[Exercise inputs]

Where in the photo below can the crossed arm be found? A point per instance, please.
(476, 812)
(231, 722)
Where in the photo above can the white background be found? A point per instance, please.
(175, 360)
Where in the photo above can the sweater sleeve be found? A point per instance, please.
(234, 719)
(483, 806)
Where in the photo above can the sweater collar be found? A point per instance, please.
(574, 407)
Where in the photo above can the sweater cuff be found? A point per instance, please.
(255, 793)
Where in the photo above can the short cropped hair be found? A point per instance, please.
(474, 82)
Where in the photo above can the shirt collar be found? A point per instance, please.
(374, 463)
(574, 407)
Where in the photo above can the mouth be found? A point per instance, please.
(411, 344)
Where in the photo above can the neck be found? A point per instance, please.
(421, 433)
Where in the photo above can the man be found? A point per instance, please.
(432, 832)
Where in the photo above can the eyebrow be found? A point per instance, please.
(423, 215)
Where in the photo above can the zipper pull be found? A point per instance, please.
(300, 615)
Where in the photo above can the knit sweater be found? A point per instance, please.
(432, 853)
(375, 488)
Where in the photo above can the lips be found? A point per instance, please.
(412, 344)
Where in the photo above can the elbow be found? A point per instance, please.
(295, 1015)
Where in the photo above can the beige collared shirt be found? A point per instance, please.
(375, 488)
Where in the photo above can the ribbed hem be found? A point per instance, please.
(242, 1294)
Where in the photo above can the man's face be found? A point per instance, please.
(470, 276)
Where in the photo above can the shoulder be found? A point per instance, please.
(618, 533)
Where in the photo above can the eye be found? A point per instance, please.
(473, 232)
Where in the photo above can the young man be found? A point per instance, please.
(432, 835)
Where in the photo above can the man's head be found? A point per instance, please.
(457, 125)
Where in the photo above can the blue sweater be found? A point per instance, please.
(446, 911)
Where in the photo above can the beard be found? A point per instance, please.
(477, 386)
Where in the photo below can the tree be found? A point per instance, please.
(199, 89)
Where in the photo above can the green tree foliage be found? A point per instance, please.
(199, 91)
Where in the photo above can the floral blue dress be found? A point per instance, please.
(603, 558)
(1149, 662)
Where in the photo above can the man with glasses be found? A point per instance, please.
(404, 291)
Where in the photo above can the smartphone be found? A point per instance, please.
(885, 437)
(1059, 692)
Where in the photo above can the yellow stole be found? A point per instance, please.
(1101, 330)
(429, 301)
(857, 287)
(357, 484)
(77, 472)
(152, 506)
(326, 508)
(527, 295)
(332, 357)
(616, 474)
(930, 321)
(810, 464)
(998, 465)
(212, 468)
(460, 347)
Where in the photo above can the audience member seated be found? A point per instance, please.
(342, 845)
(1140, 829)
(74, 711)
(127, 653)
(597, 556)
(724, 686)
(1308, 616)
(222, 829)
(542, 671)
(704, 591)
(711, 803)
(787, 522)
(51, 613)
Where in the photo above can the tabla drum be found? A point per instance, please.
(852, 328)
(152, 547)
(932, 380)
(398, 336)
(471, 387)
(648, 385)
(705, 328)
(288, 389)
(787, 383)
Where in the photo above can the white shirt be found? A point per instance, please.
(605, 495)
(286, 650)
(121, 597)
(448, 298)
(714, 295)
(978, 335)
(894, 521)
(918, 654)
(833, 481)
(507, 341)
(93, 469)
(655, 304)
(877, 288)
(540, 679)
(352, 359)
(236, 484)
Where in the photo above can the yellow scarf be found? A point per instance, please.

[What this task involves]
Format everything in the material above, from the line containing "Where in the photo above can the yellow stole" down to the very last line, as a numbered list, counting both of those lines and leaving out any blank lines.

[Right answer]
1. Where in the photo above can the yellow stole be found? A point per instance, please.
2. (1101, 330)
3. (429, 301)
4. (857, 287)
5. (357, 484)
6. (77, 472)
7. (152, 506)
8. (326, 508)
9. (527, 295)
10. (332, 357)
11. (616, 474)
12. (930, 321)
13. (810, 464)
14. (998, 465)
15. (212, 468)
16. (460, 347)
17. Where in the photo above can the audience member seated be found? A point per instance, please.
18. (342, 845)
19. (1140, 829)
20. (74, 711)
21. (127, 653)
22. (597, 556)
23. (724, 686)
24. (1308, 616)
25. (222, 829)
26. (542, 671)
27. (704, 591)
28. (711, 803)
29. (787, 522)
30. (51, 613)
31. Where in the photo above can the tabla drum be found? A point per instance, please.
32. (852, 328)
33. (152, 547)
34. (932, 380)
35. (398, 336)
36. (471, 387)
37. (648, 385)
38. (705, 328)
39. (288, 389)
40. (787, 383)
41. Where in the photo above can the white shirt be found? A point per instance, please.
42. (605, 495)
43. (286, 650)
44. (121, 597)
45. (448, 298)
46. (714, 295)
47. (978, 335)
48. (894, 521)
49. (918, 654)
50. (833, 481)
51. (507, 341)
52. (93, 469)
53. (655, 304)
54. (877, 288)
55. (540, 679)
56. (352, 359)
57. (236, 484)
58. Where in the photo above can the yellow scarf be found? A point per instance, please.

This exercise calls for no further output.